→ MATERIAL SHOWN
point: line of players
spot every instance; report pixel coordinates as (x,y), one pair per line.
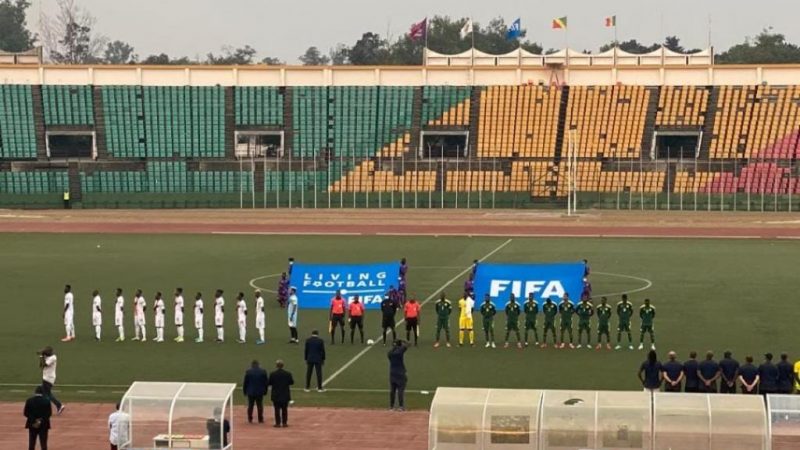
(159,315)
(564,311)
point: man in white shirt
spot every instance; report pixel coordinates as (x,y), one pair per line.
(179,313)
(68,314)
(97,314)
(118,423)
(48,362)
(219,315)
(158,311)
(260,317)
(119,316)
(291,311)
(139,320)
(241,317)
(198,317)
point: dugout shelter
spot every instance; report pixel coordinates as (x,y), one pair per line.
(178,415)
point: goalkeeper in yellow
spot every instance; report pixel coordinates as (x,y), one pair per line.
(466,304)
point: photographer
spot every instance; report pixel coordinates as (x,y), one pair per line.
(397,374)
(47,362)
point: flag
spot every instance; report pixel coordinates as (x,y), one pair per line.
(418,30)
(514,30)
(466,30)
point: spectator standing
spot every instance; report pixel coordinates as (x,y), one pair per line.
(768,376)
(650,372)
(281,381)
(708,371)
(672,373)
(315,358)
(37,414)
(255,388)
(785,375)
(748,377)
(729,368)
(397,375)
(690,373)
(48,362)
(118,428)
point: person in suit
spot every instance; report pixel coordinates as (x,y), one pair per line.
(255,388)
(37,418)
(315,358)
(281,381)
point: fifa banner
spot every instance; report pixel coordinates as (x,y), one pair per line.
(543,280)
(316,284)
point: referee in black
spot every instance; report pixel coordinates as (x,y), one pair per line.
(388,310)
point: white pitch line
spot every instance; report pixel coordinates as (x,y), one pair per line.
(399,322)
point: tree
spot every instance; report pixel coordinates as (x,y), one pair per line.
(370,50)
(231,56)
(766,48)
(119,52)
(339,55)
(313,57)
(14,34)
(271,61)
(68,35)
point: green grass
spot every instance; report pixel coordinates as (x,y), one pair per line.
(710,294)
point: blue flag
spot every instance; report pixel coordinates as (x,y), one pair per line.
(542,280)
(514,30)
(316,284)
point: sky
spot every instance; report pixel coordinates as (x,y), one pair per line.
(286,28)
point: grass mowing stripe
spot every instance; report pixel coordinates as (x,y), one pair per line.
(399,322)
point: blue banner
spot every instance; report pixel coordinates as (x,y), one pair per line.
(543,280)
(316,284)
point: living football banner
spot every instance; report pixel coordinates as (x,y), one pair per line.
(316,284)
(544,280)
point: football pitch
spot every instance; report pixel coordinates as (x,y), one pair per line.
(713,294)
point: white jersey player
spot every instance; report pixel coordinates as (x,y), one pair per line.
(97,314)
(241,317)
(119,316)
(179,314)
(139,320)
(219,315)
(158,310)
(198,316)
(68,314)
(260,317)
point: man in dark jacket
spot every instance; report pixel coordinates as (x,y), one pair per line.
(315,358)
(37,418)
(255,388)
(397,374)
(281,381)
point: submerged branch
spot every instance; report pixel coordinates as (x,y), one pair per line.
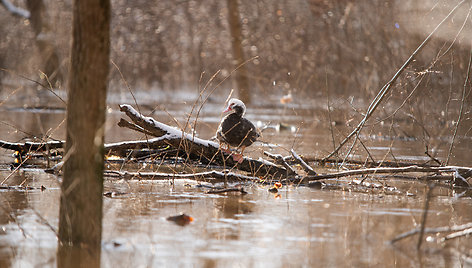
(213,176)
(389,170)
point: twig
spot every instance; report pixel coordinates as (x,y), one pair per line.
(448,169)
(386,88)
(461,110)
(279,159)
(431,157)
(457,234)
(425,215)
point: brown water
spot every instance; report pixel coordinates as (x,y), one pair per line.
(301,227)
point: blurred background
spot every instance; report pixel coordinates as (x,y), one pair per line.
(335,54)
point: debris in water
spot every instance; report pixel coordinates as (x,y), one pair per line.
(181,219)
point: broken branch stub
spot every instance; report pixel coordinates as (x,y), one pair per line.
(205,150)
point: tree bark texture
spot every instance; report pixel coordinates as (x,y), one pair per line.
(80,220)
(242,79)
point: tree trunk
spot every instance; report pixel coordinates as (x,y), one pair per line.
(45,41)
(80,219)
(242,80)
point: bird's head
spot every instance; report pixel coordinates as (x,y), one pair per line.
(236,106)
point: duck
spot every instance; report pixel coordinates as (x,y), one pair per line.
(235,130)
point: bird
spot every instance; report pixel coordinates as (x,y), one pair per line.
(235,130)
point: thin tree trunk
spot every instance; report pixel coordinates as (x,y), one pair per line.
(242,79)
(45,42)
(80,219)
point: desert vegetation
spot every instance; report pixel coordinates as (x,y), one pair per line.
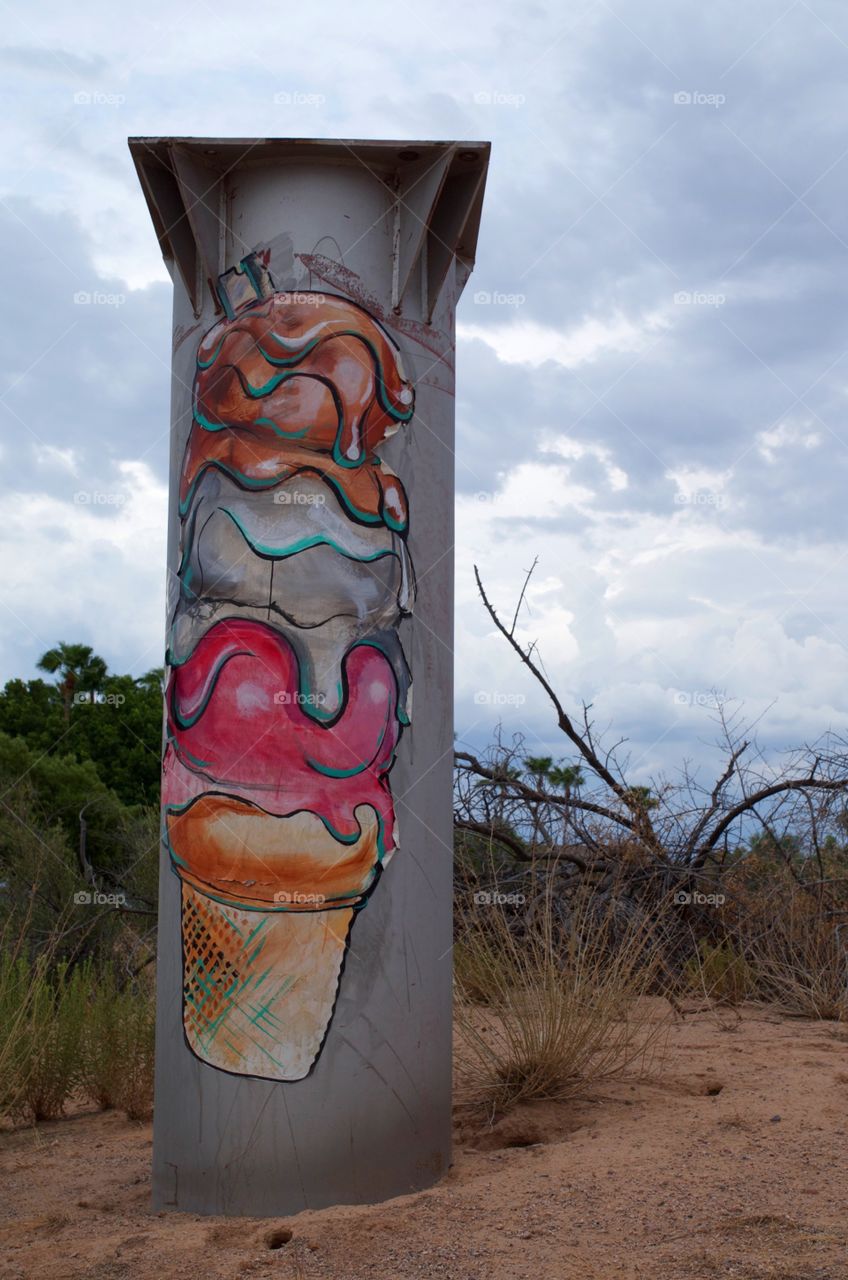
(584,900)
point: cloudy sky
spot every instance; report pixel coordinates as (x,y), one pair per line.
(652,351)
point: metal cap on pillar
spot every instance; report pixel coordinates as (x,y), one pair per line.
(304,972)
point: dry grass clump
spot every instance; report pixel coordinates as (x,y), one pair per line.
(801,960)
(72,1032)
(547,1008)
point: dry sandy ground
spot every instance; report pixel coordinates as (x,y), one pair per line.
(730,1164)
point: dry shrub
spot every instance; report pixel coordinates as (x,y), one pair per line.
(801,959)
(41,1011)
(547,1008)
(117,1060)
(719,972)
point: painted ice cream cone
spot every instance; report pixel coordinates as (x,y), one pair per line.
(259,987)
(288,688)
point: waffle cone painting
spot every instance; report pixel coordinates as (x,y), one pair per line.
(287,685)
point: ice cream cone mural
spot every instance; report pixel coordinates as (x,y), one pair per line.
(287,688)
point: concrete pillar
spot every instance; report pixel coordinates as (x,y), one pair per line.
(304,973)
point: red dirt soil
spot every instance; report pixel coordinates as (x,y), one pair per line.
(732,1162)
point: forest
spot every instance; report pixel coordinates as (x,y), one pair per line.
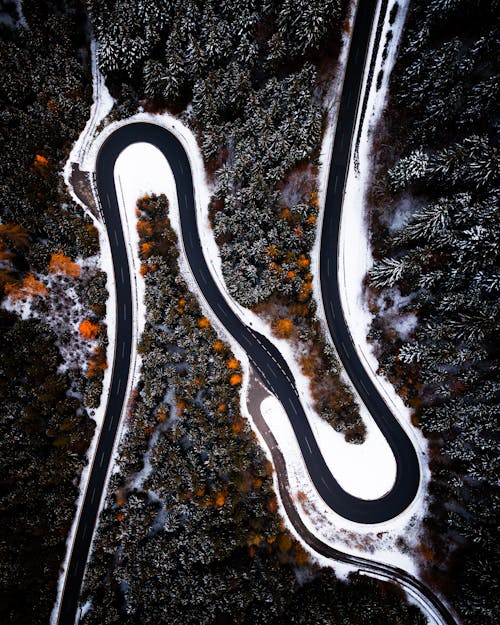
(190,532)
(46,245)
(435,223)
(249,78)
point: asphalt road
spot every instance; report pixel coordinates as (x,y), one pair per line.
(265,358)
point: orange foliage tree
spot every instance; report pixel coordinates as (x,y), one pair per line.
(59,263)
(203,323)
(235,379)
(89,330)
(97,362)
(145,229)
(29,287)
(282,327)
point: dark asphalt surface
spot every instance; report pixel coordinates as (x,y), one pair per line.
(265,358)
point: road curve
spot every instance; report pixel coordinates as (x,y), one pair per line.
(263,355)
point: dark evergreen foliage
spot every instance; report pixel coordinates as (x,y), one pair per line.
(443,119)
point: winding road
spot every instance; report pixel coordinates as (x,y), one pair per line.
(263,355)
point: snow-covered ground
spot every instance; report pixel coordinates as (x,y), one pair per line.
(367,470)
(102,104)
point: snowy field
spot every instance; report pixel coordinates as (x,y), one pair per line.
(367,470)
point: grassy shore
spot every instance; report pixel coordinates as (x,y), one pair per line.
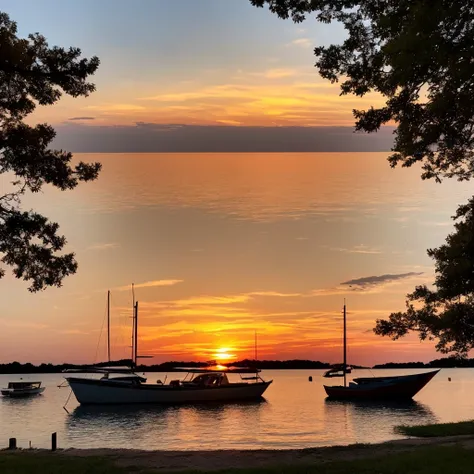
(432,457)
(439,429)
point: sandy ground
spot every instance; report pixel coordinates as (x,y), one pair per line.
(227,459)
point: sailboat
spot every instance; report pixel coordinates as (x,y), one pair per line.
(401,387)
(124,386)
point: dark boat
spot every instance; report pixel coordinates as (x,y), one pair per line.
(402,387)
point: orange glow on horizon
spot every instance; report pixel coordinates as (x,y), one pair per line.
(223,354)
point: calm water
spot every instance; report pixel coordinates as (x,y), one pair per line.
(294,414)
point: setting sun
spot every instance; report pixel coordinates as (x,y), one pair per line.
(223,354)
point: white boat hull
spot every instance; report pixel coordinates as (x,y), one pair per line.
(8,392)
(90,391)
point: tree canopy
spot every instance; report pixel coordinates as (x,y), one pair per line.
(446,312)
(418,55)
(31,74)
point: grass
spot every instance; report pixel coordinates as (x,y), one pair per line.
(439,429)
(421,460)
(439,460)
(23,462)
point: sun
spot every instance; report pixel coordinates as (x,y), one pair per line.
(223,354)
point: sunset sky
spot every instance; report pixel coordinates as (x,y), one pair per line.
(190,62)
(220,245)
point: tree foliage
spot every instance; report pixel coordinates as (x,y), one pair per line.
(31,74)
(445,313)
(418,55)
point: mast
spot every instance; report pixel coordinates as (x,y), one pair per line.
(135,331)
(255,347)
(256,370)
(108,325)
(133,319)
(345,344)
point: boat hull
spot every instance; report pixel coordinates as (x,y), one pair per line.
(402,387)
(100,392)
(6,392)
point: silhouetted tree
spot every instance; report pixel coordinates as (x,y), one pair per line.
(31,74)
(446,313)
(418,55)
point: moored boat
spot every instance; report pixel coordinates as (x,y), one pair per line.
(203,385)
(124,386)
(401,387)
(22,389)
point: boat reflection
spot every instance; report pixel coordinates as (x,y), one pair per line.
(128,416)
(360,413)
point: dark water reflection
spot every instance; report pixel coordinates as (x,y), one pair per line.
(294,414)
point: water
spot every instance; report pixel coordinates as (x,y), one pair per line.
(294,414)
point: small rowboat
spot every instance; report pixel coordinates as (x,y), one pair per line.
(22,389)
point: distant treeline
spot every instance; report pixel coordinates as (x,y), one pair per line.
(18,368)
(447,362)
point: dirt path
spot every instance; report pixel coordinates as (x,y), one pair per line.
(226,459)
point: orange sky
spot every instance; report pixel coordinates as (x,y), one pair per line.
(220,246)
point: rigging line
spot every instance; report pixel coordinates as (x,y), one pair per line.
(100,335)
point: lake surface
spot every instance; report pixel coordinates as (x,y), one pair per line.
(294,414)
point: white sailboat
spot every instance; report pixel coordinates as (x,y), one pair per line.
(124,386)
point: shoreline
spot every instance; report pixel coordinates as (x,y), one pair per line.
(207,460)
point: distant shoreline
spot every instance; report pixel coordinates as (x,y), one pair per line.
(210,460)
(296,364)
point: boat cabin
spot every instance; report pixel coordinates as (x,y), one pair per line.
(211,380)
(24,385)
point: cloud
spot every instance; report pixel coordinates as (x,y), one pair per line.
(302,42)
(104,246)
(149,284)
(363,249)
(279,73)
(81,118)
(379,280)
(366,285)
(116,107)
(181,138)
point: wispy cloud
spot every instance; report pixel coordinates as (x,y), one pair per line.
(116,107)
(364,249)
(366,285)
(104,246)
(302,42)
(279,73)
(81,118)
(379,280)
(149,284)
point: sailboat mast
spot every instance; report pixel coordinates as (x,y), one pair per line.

→ YOUR TASK
Restate the final lines of the listing above word for word, beginning at the line that contains "point: shoreline".

→ WRITTEN RESPONSE
point: shoreline
spot every instance; report pixel coordinates as (x,y), one pair per line.
(207,460)
point: distant shoreline
spot every instance; report pixel coordinates as (x,y), one pair per line.
(210,460)
(296,364)
point: boat cabin
spot every instance; report pixel coordinates as (x,y), one pair per line.
(211,380)
(24,385)
point: cloud
spot every instance; report pixel coordinates as (x,y), one pair per line.
(302,42)
(104,246)
(149,284)
(363,249)
(279,73)
(81,118)
(379,280)
(366,285)
(116,107)
(181,138)
point: wispy cloud
spot every instance; report pixel coordinates as (x,y), one pair per line.
(116,107)
(364,249)
(366,285)
(104,246)
(302,42)
(279,73)
(81,118)
(379,280)
(149,284)
point: sailboat mast
spot every instance; report pixel coordinates as (x,y), one pair per line.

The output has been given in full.